__Goal__.
Retype the whole listing below, character for character.

__Input for this task__.
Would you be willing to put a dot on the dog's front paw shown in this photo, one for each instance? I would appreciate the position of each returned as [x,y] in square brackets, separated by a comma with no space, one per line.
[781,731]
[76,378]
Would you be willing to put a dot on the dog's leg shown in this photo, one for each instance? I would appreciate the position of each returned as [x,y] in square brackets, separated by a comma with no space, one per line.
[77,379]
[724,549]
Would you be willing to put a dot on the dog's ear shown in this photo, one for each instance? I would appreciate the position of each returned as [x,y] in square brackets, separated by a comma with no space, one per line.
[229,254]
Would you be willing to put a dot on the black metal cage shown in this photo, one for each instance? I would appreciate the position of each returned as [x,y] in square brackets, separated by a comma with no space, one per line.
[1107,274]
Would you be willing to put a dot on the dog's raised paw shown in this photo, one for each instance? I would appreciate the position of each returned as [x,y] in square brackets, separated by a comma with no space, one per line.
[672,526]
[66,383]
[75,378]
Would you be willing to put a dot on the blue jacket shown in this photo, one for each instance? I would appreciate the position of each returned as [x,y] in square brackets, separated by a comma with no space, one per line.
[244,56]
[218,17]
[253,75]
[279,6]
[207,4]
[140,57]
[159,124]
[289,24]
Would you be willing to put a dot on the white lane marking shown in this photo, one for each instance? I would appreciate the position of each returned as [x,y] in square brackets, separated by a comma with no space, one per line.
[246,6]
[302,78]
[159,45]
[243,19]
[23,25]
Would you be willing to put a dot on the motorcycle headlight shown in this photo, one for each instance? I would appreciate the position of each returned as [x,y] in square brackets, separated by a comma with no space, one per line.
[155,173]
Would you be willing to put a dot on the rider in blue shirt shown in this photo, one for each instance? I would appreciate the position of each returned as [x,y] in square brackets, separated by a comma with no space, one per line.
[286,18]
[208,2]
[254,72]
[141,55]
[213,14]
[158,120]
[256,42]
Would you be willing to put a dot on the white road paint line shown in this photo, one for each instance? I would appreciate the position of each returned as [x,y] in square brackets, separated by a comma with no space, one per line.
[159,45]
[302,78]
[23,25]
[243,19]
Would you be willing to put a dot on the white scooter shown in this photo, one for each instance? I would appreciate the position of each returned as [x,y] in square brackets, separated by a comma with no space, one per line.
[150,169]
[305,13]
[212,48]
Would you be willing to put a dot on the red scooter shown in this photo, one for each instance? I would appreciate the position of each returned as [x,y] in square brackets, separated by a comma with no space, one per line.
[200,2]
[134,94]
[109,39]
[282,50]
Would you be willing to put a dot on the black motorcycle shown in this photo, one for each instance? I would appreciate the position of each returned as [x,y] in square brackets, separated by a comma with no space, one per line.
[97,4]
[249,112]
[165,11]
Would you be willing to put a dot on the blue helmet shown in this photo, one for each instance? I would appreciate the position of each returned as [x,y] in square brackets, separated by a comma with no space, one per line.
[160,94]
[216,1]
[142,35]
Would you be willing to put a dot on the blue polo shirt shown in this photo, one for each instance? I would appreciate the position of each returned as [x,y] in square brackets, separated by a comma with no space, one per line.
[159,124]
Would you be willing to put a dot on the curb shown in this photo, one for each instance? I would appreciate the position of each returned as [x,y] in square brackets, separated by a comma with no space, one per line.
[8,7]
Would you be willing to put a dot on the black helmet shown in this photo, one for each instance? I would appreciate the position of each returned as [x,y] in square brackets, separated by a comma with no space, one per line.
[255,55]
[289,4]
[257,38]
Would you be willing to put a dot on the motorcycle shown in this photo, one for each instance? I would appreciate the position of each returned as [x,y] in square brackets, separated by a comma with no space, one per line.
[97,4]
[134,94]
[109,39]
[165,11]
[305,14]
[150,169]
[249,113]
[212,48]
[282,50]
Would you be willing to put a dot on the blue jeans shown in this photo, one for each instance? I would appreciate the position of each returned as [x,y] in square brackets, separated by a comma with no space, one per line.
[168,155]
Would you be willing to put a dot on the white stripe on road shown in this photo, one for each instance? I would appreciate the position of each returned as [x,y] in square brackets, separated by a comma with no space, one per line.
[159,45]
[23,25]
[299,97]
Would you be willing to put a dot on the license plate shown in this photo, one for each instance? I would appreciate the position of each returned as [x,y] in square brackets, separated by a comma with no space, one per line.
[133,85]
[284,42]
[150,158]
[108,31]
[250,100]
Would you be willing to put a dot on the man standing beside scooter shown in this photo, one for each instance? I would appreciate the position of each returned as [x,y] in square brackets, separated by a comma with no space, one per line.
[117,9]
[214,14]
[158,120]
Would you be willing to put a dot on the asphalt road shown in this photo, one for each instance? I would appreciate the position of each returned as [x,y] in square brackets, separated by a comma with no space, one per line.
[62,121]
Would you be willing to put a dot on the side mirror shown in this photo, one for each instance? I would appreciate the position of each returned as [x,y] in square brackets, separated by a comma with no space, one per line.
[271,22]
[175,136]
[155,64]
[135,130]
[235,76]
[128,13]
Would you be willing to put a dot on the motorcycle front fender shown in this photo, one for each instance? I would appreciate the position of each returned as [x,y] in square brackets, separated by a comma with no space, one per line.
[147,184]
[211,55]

__Output__.
Would you be willing to put a dot on the dog's front paw shown in this photo, one for each instance? I would appreciate the position of each returned as [x,y] in square brackets, separated by a comma with no space, one per line.
[781,731]
[76,378]
Would you be willing to put a dot on the dog's leg shown in this photo, one for each instance? I would appreciate the position of each returned as [x,y] in square brackets, separated by a comma with no space, one per line.
[77,379]
[724,549]
Would you be willing to put a dot on the dog's ear shown in this photo, one for each instance? I would appreciate the position of each returned as [x,y] in square brackets, separated by a comma with no space, one per line.
[229,254]
Would you be willing to put a dot on the black metal cage shown in this photo, one for each instance? I would appreciate the position of each returned as [x,y] in square brackets, separated by a comma with no space, one per line.
[1107,274]
Would you be willing to put a dot on the dog's raised paw shown in this photo, one for each instance? I would appreciate the position of each returned as [x,y] in square brackets, separated by a comma with no space, one per line.
[672,526]
[66,383]
[75,378]
Would you be willing to put a dot on the blue jacket shown in this photo, one for each instance? I would appreciate the position of each returned as [x,y] in square brackets, separated by a comma with no space, one per line.
[244,56]
[218,17]
[253,75]
[279,6]
[207,4]
[140,57]
[159,124]
[289,24]
Would you be willing to put a dot on the white lane marking shown in this photo, one for each instance? I would appreciate the position of each returned as [x,y] in square brackets, separated by a comma with no space, one per line.
[246,6]
[302,78]
[159,45]
[243,19]
[23,25]
Would you be willing to put a dot on the motorcycle headlight shown in this photo, one for each instance? I would appreciate the position of each returned as [x,y] in square brackets, separated by a comma with no space, one per line.
[155,173]
Would you be willing to put a dot on the rider in blue shirt shown in this photo, one for each instance? I would appreciate the position of each returned as [x,y] in square brackets, separated by a comma with no space, one per line.
[286,18]
[208,2]
[254,72]
[141,55]
[213,14]
[158,120]
[256,42]
Would you be willing to put a dot on the white road paint line shown in this photo, one for each instance? I would appreciate the position of each returned as [x,y] in square brackets, separated by a comma with no space, one per line.
[159,45]
[302,78]
[23,25]
[243,19]
Would you be willing to put a dot on the white scooter shown in this photo, one for each instance? I would appreciate the position of each returned as [x,y] in square brackets, separated by a comma with no space, one per line.
[150,169]
[305,13]
[212,48]
Would you be willing to put a dot on the red scooter shown in this photo, one for each instance? I would appreciate the position of each returned as [x,y] in square brackets, separated by a comma with no space, one per line.
[200,2]
[134,94]
[109,39]
[282,50]
Would you be willing to put a dot on the black motorcycle shown in this photo, one for each instance? I would appreciate the position of each returned as [x,y] in square brackets, separated by a comma with no space, one per line.
[97,4]
[249,112]
[165,11]
Would you be willing to put a dot on the blue helmet shown in this photo, one for each instance? I would appreciate the position of each returned as [x,y] in square brackets, separated by a comma with no space, one per line.
[160,94]
[216,1]
[142,35]
Would you be willing to put a dot on the blue polo shirt shown in this photo, one for each instance? I would appreciate the position of each returned as [x,y] in square brackets, separated by a comma with no space, one per line.
[159,124]
Would you be willing to put a dot on the curb shown in this photo, one for each instance? I would appreciate the position of each returned as [x,y] in square brackets, separated by a comma with no space, one per line.
[8,7]
Would you be willing to put a dot on the black helmet shown in this photo, one for each instance? I would appreciate the position of each returned as [x,y] in square brackets, separated by a comma with no space, one per line.
[255,55]
[289,4]
[257,38]
Would you be willing to put a dot on the motorcycle shown in this photo, one for each instance? I would appreciate the position of each returned as [x,y] in square brackets, separated by a comma with no space, one per line.
[97,4]
[134,94]
[109,39]
[165,11]
[305,14]
[150,169]
[249,113]
[212,48]
[282,50]
Would you be willing to put a dot on the blue jeans shown in this photo, one for each instance? I would appreciate the position of each returned as [x,y] in square brackets, separated by a comma with no space, one per line.
[168,155]
Would you be willing to put a dot on the white stripe on road shown in this photo, one for each instance? I would appreciate the position of each returned as [x,y] in square brackets, separated by a comma with no space, one per line.
[159,45]
[23,25]
[299,97]
Would you be willing to put a dot on the license plate shown in this photo, one for each instance? I would appreciate the position of each returned as [x,y] in square brackets, separated by a comma with no space, one per line.
[133,85]
[284,42]
[150,158]
[108,31]
[250,100]
Would you be willing to put a dot on the man standing beside scooter shown in this photo, one for each instance? I would appreciate the position of each returned as [x,y] in square brackets, separated by a comma with no space, one per line.
[117,9]
[214,14]
[158,120]
Would you be willing to put a dot on the asphalt road shown in this photo, one for each instance? I would appreciate the position of each returned as [x,y] in square brackets, separated by a comma with no space, one per line.
[62,121]
Would you be willing to put a dot on the side mirror shown in this photo, one for each instance? I would appreciate the position of each returned as [x,y] in square brackets, separated by a comma with no space, one per line.
[271,22]
[175,136]
[155,64]
[135,130]
[235,76]
[128,13]
Would you be willing to put a dot on the motorcycle front fender shown in this photo, one for each instance? I would appreciate the position of each returned as [x,y] in square brackets, separated by a comma with no space, one per line.
[147,184]
[211,55]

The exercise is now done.